* What the exercise asks
Answer these questions from the film review:
1. What kind of character does Corinne Mura play in both films?
2. Which character did Jay Silverheels play in The Lone Ranger?
3. What machine gun does Lorre's Marius fire at the airplane?
(Passage Opens)
Bogart, one of my favorite actors, sneers even more than he did in The Petrified Forest. I’m not sure, but I think that his character was sent to Devil’s Island because his haircut was an affront to the French nation.

Claude Rains is Claude Rains. He was allegedly a pain to work with, but his character, M. Le Capitaine (Renault’s rank in Casablanca), is from the Prefecture of Suavité et Drolleries. The man is incessantly classy.

Corinne Mura, from Casablanca, is also in Passage to Marseille. She plays a guitar-strumming nightclub singer in both films. She is brief.

Jay Silverheels is in this movie. Although he wasn’t in Casablanca, he played Tonto in The Lone Ranger, when he was denied the use of many parts of speech, including articles and prepositions and conjugated verbs.

I know I’m spoiled. I’ve grown accustomed to computer-generated special effects like those in “The Lord of the Rings,” where vast hordes of Orcs appear for the archer Legolas to shoot down so rapidly.”

The ship, meanwhile, is a wreck. It looks like a Canadian ice-fishing hut perched atop a box of Rice Krispies. I chose that metaphor because one of the Krispies—I‘m not sure if it’s Snap, Crackle or Pop—looks vaguely French.

And France is evidently located on the far side of a big tub of water on the Warner Brothers back lot. An ocean, it’s not. The camera fortunately just misses the fingertips of the technicians who are pushing the little boat around.

Anyway, a German bomber strafes the ship. I decided to name it the Madeline because I love those children’s books, by Ludwig Bemelmans, about the little girl in Paris.

During the strafing, the special-effects technicians are worked to the point of exhaustion in making reasonable-looking waves and bullet splashes in the Warner Brothers water tank. They must’ve gotten pruny fingers.

(I hope they drained that tank between movies. If not, Burbank would’ve been plagued by mosquitoes the size of German bombers.)

Meanwhile, other techs “flew” the airplane, the little wire almost invisible, probably getting dizzy and falling down because the plane circles for many strafing runs.

I know I’m spoiled. I’ve grown accustomed to computer-generated special effects like those in The Lord of the Rings, where vast hordes of Orcs appear for the archer Legolas to shoot down so rapidly, especially when he surfs down that staircase.

Alas, Lorre’s Marius dies shooting a clunky machine gun, a British Bren, at the airplane. Lorre was a marvelous actor—he might just be a match for Orlando Bloom—and a sensation as a child-killer in Fritz Lang’s 1931 film M.

He hated the Nazis and came to Hollywood.
(Passage Closes)
(Records supplied Opens)
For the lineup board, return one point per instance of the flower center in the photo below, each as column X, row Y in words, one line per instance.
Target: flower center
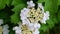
column 25, row 30
column 35, row 15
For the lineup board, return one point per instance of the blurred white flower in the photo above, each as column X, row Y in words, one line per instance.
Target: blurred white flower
column 1, row 21
column 30, row 4
column 46, row 17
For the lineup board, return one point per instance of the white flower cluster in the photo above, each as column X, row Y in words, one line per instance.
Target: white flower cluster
column 30, row 17
column 4, row 28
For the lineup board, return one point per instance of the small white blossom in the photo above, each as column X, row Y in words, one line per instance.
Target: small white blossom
column 36, row 31
column 46, row 17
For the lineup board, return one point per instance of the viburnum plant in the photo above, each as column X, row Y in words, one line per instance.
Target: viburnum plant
(Records supplied Closes)
* Response box
1. A guitar-strumming nightclub singer.
2. Tonto.
3. A British Bren.